■ Set task
From the line containing "Place a dot on every instance of the meat" to the end of the listing, write out every line exactly; leave out everything else.

────────────────────

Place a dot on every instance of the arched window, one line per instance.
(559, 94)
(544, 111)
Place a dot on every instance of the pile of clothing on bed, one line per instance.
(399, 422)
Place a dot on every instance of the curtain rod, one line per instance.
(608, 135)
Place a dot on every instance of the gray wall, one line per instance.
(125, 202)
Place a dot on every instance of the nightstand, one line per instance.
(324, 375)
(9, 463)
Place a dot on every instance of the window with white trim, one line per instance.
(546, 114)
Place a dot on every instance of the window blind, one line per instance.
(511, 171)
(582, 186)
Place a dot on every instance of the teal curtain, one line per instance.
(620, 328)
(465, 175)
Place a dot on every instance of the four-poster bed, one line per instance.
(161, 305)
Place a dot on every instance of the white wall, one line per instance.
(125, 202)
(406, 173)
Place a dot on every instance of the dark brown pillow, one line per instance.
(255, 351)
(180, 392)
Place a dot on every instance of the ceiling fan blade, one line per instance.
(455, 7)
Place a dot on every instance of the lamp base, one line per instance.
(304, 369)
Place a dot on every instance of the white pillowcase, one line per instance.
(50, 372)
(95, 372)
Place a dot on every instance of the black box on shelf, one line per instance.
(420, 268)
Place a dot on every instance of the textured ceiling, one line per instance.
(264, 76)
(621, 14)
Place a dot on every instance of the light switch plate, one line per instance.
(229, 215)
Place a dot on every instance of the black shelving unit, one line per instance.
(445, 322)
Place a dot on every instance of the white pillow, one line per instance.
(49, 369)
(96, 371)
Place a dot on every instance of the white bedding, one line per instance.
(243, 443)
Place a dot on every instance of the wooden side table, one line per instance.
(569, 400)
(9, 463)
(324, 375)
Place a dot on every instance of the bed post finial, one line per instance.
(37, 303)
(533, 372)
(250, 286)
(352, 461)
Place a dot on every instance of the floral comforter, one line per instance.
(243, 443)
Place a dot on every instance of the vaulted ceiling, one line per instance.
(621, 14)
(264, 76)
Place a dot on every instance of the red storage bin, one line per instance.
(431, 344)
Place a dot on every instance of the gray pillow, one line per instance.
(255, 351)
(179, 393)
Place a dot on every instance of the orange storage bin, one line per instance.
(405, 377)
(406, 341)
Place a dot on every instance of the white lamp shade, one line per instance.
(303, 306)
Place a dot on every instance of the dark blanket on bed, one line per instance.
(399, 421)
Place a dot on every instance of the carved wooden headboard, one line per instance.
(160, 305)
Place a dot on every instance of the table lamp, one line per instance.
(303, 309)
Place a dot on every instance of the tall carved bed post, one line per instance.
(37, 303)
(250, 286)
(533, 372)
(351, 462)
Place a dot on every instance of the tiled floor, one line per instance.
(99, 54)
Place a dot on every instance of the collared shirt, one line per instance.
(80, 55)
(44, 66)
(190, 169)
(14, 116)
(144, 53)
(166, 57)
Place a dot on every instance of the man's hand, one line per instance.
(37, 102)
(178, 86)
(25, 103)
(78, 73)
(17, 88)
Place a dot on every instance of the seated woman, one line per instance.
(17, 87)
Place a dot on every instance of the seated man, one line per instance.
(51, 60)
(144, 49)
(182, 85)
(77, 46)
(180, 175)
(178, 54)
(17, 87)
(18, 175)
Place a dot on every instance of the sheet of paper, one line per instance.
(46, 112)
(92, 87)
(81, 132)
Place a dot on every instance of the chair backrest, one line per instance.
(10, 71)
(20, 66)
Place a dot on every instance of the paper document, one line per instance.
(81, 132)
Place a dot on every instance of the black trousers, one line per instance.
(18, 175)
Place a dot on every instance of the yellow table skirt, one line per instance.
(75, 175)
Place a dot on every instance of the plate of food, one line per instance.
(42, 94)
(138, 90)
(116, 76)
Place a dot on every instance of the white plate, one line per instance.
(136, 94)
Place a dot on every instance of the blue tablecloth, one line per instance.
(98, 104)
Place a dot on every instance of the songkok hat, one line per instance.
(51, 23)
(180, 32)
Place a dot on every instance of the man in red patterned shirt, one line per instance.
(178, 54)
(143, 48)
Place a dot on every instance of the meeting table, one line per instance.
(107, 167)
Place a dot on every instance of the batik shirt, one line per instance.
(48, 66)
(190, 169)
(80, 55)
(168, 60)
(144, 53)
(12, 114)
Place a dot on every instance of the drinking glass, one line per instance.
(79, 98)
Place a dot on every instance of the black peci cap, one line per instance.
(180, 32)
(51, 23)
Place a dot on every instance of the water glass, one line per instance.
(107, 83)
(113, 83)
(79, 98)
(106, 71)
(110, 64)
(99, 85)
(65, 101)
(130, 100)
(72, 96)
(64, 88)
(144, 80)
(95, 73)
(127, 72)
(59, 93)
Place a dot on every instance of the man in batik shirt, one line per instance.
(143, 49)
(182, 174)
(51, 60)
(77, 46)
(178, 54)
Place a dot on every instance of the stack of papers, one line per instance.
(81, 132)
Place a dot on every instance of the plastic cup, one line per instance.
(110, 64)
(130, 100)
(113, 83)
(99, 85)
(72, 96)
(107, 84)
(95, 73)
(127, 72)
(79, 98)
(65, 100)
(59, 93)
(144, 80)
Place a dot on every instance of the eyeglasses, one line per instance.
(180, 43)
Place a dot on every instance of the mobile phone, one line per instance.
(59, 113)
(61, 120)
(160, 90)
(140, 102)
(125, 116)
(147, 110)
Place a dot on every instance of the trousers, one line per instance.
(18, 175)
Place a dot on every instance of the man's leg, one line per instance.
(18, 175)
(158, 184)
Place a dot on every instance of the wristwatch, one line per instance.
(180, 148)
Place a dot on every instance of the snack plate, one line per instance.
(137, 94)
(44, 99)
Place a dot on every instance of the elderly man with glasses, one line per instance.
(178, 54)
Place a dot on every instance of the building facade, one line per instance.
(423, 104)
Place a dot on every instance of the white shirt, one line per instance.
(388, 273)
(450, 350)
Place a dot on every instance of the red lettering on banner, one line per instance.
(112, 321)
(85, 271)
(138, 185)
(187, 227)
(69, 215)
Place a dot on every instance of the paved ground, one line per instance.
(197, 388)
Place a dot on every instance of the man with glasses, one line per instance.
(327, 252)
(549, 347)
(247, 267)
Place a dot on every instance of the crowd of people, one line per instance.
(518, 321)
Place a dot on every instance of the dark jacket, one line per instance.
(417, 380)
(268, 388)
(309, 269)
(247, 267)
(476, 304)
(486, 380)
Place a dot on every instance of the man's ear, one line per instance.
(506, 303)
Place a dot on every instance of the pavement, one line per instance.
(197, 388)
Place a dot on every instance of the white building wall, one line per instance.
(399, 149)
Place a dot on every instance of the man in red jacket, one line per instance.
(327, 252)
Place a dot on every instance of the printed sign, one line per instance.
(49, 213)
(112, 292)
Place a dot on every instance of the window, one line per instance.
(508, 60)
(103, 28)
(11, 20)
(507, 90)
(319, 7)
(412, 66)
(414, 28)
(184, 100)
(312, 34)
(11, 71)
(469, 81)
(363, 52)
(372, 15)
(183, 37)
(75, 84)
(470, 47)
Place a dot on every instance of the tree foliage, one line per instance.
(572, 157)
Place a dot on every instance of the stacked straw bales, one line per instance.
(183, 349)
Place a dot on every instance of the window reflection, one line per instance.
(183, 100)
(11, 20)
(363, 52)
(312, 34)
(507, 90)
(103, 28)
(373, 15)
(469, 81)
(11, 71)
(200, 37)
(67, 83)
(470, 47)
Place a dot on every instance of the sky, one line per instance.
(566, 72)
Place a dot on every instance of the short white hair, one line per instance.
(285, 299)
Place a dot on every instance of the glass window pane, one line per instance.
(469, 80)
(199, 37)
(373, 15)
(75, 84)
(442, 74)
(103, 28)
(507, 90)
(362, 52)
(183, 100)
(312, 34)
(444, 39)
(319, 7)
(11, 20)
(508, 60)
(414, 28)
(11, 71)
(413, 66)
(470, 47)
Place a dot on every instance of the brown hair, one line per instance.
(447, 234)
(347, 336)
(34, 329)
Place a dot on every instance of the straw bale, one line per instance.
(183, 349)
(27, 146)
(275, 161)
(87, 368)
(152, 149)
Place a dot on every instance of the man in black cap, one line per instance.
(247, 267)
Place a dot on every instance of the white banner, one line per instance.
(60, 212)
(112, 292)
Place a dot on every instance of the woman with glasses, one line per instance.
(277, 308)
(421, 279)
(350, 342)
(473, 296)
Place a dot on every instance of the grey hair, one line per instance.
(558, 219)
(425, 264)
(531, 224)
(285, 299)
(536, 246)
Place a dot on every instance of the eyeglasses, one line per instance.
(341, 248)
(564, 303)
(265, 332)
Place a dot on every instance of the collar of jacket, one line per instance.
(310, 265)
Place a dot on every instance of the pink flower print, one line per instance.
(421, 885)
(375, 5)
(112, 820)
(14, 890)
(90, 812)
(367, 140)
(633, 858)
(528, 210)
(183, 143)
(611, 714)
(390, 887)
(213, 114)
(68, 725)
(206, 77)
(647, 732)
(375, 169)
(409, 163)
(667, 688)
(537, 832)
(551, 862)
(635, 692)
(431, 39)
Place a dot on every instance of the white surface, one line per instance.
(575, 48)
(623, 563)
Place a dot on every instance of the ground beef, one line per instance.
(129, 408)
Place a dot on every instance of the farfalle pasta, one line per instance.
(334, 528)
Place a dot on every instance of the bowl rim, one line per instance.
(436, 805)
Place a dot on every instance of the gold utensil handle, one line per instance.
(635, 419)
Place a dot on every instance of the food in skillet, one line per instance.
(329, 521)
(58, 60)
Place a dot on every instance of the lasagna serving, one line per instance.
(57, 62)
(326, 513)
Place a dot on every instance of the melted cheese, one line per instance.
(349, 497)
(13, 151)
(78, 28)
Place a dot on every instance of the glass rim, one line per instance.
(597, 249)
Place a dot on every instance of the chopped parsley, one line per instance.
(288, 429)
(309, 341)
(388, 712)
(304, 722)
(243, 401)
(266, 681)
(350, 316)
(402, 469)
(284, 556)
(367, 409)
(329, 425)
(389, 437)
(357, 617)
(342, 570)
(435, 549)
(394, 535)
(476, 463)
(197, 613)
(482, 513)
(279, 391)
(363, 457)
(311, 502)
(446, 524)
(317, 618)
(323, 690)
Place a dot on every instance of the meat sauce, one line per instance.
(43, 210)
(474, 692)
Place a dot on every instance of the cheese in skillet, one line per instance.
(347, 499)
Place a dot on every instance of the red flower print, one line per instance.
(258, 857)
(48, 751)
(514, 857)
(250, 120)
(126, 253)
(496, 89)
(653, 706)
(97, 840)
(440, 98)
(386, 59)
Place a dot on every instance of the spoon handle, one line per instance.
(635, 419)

────────────────────

■ Answer below
Place a dot on every instance of the meat sauce, one line per instance.
(43, 210)
(474, 692)
Place a dot on every instance of the cheese in skillet, one line per instance.
(347, 499)
Place a dot on every instance of the red flower print, one line per instance.
(258, 857)
(48, 751)
(514, 857)
(250, 120)
(126, 253)
(496, 89)
(653, 706)
(97, 840)
(440, 98)
(386, 59)
Place a dot on every instance of the spoon handle, one line per instance.
(635, 419)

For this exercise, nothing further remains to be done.